Start of Document passage

OUR STORY
In February 2021, the artist Heide Hatry, affectionately known as Snowbanksy, built families of snowbears in Central Park, which seemed to raise the spirits of a Covid-weary community (New York Post , NY1, Fox 5 NY, Epicenter, Untapped NY, West Side Rag).
She tended the ever-growing pack for 3 entire weeks, working into the night to ensure that after the day’s melt the bears would be fresh and ready to greet passers-by in the morning. While building and maintaining them she’d invite kids and their parents to join her, and, as she answered their questions, she saw an opportunity to initiate discussion about the climate crisis.
In November 2022 she began organizing Polar Bear Fest, with the goals of
Building a community of other concerned global citizens
Building a conscientious grass-roots movement focused on realizing a better climate future through participatory art making
Igniting participants’ passion and inspiring their continued involvement in the movement.
Embracing our individual and collective responsibility for the natural world and the future of its inhabitants
Polar Bear Fest avoids traditional organizational expectations. It’s not about who’s in charge, who should or shouldn’t be invited, who does what job, what time to arrive or how long to stay. Polar Bear Fest is a rolling reminder that we are all, collectively and individually, endangering the lives of animals, our mutual habitat, and the survival of humanity. We have a say in whether or not that continues.

End of Document passage
Start of Information

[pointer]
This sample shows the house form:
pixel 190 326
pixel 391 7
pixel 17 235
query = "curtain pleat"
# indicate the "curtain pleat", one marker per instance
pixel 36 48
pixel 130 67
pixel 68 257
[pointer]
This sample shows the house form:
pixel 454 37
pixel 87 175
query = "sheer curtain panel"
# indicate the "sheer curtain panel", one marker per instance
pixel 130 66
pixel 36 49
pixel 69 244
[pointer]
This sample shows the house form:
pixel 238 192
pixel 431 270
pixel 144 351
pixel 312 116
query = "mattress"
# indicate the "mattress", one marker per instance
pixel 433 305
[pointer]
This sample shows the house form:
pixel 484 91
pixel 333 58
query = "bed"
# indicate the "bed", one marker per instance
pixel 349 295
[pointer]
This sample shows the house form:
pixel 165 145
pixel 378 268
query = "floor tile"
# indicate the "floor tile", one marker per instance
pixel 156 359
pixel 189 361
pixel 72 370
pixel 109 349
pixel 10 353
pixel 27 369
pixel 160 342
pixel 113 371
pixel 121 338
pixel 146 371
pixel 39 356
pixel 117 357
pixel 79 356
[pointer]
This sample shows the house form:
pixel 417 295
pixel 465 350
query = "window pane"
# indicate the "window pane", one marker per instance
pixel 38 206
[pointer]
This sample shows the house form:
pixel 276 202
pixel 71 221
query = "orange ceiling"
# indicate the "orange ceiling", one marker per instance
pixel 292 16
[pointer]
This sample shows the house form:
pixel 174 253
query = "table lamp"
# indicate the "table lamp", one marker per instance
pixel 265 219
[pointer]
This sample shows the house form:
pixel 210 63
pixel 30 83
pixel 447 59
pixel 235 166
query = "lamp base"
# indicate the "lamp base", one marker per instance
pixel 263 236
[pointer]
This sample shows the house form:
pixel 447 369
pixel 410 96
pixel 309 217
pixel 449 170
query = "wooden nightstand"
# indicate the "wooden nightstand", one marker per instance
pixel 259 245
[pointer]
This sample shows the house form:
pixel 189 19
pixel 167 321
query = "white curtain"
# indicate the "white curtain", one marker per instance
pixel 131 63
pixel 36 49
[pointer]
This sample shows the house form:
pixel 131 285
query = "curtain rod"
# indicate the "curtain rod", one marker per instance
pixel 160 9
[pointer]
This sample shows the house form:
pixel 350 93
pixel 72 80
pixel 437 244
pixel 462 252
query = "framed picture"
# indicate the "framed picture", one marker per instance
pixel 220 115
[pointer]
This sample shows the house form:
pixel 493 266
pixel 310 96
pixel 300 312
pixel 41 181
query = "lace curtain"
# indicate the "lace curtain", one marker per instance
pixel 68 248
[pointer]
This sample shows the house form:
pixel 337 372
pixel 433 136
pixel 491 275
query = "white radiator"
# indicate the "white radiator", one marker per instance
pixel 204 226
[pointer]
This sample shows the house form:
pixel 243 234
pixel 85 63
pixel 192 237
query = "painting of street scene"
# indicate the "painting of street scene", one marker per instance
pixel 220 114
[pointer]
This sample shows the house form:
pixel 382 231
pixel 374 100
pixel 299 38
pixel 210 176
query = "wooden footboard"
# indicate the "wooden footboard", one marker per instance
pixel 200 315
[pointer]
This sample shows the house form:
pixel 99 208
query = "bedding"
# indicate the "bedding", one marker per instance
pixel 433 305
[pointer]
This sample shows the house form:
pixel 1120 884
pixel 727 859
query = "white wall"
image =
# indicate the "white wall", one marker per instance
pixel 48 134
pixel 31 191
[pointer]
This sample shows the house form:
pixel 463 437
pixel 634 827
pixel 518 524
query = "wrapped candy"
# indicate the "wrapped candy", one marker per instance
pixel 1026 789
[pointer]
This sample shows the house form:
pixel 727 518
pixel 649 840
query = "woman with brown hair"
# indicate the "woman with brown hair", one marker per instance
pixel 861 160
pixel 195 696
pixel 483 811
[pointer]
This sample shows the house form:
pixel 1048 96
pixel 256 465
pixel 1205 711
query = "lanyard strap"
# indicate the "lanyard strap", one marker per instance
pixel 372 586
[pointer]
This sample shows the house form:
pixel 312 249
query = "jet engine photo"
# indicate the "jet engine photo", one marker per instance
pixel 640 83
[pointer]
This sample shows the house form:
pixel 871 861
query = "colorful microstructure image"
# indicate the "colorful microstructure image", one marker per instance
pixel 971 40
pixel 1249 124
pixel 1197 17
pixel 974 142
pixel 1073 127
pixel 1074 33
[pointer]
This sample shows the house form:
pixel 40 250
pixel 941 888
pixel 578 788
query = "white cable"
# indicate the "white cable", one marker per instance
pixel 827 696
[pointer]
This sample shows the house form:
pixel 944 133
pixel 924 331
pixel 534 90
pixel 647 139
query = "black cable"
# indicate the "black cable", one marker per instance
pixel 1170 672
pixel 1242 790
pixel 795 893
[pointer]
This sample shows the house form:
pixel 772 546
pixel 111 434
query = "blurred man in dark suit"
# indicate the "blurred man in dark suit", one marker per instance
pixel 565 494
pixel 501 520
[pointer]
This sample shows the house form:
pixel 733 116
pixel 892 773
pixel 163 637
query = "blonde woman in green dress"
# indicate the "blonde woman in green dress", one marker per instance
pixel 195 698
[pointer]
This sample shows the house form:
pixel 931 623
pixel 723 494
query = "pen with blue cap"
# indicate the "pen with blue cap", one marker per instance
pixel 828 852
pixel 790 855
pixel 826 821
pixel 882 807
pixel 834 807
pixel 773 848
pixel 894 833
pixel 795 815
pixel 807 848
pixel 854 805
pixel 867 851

End of Information

● Task objective:
Please repeat the Polar Bear Fest story above in full, word for word.

● Response:
OUR STORY
In February 2021, the artist Heide Hatry, affectionately known as Snowbanksy, built families of snowbears in Central Park, which seemed to raise the spirits of a Covid-weary community (New York Post , NY1, Fox 5 NY, Epicenter, Untapped NY, West Side Rag).
She tended the ever-growing pack for 3 entire weeks, working into the night to ensure that after the day’s melt the bears would be fresh and ready to greet passers-by in the morning. While building and maintaining them she’d invite kids and their parents to join her, and, as she answered their questions, she saw an opportunity to initiate discussion about the climate crisis.
In November 2022 she began organizing Polar Bear Fest, with the goals of
Building a community of other concerned global citizens
Building a conscientious grass-roots movement focused on realizing a better climate future through participatory art making
Igniting participants’ passion and inspiring their continued involvement in the movement.
Embracing our individual and collective responsibility for the natural world and the future of its inhabitants
Polar Bear Fest avoids traditional organizational expectations. It’s not about who’s in charge, who should or shouldn’t be invited, who does what job, what time to arrive or how long to stay. Polar Bear Fest is a rolling reminder that we are all, collectively and individually, endangering the lives of animals, our mutual habitat, and the survival of humanity. We have a say in whether or not that continues.